(Page excerpt Opens)
7.18.2010

Choir Notes


Love's Beautiful Music
From Music and the Spoken Word
Delivered By: Lloyd D. Newell • Program 4215


The sweet music of love changes everything within us and around us; it opens our hearts in a way that nothing else can. Even in the midst of life’s challenges and difficulties, love fills us with a sense of gratitude, hope, and renewal. It’s like a wonderful song that never ends.

When questioned about fame and success, a well-known actor said, “Don’t you know it is all about being able to extend love to people? Not in a big, capital-letter sense but in the everyday. Little by little, task by task, gesture by gesture, word by word.”1 Indeed, it’s been said that love is more than a feeling; it’s a verb, an action. Love gives meaning to life, enlarges our hearts, and enables every other virtue—like compassion, patience, and selflessness. Life consists of so much more than money, fame, or power—and that “more” is love.

A man worked at a steel mill for almost 40 years, not because he loved steel or even the money he earned, but rather because he loved his family with all his heart. His love for them motivated him to provide for their needs, even if it meant doing work he would rather not do. Love gave purpose to his long days and inspired his positive actions and selfless concern.
(Page excerpt Closes)
▶ _Exercises to complete_
(a) According to the reflection on love, for how long did the man work at the steel mill?
(b) Continue the reflection on love from the point where it ends.
The rows bear no relation to the reflection on love.
(Data extracts Opens)
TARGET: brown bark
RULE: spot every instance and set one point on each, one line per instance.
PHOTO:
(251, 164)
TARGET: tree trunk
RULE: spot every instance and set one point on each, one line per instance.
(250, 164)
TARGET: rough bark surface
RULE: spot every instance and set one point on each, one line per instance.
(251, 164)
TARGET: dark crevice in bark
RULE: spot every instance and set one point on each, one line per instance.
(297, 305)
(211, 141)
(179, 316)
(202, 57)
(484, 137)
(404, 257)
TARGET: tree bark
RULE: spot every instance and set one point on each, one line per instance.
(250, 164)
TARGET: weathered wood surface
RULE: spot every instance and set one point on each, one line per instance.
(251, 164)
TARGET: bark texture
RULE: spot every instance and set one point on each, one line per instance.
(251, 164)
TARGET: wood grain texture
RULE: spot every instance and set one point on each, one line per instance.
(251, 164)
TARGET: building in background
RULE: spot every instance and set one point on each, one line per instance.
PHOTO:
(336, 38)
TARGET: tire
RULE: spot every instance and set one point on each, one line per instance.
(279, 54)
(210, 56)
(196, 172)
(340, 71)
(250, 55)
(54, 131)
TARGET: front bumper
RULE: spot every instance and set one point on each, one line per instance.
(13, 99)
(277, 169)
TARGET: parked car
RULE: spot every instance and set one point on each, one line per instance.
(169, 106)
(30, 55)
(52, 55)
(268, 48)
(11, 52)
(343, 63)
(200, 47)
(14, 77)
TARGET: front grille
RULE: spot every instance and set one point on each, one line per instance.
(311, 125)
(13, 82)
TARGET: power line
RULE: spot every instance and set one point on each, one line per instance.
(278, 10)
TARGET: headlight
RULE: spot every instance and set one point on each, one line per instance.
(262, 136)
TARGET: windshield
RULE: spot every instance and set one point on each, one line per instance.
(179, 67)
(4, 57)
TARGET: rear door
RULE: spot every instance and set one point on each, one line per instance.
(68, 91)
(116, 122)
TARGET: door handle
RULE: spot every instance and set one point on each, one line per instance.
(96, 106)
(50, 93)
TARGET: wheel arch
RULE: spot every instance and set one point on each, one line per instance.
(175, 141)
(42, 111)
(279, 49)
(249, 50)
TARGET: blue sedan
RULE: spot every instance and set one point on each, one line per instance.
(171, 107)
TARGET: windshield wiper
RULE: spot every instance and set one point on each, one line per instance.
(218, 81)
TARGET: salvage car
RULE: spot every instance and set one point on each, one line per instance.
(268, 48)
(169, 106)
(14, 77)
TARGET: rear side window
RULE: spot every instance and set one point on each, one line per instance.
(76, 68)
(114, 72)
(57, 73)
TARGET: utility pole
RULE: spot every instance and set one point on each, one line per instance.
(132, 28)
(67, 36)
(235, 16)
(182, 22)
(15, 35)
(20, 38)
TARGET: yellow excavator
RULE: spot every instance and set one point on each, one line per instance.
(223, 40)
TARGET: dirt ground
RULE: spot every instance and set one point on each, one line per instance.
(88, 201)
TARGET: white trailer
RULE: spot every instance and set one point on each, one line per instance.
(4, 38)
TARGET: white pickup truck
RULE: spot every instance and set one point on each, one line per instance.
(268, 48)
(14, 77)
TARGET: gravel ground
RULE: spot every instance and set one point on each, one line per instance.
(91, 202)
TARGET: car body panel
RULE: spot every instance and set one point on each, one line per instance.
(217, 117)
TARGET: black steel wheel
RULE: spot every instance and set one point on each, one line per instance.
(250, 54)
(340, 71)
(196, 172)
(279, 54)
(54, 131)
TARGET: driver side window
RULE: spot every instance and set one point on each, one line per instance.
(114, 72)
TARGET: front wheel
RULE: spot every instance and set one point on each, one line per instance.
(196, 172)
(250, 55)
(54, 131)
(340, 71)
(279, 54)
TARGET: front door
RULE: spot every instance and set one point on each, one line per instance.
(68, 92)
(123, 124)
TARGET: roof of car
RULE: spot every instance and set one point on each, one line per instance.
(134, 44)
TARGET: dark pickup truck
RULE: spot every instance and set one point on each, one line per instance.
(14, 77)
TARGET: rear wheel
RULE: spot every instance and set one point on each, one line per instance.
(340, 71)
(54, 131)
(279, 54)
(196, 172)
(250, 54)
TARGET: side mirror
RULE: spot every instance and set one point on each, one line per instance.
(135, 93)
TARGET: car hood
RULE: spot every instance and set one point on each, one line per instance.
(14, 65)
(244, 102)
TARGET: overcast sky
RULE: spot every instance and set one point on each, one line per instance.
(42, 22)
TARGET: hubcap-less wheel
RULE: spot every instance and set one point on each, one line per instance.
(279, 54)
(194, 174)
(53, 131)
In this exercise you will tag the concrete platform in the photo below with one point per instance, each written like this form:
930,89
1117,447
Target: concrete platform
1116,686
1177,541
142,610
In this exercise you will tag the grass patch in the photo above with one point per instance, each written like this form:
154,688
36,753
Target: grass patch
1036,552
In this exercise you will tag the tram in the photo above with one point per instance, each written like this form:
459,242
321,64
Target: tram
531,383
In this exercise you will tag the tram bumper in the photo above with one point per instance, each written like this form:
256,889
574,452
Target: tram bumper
(Data extracts Closes)
▶ _Responses to the tasks_
(a) He worked there for almost 40 years.

(b)
Love is the essence of life. A medical doctor expressed it this way: “The key to our survival is love. When we love someone and feel loved by them, somehow along the way our suffering subsides, our deepest wounds begin healing, our hearts start to feel safe enough to be vulnerable and to open a little wider. We begin experiencing our own emotions and the feelings of those around us.”2

No matter our circumstances, we can learn to share and express love. We can nurture the love in our hearts so that it becomes a beautiful symphony of joy and contentment—a song that never ends.

1 Ralph Fiennes, in Dean Ornish, Love and Survival: The Scientific Basis for the Healing Power of Intimacy (1998), 169.
2 Dean Ornish, Love and Survival, 169.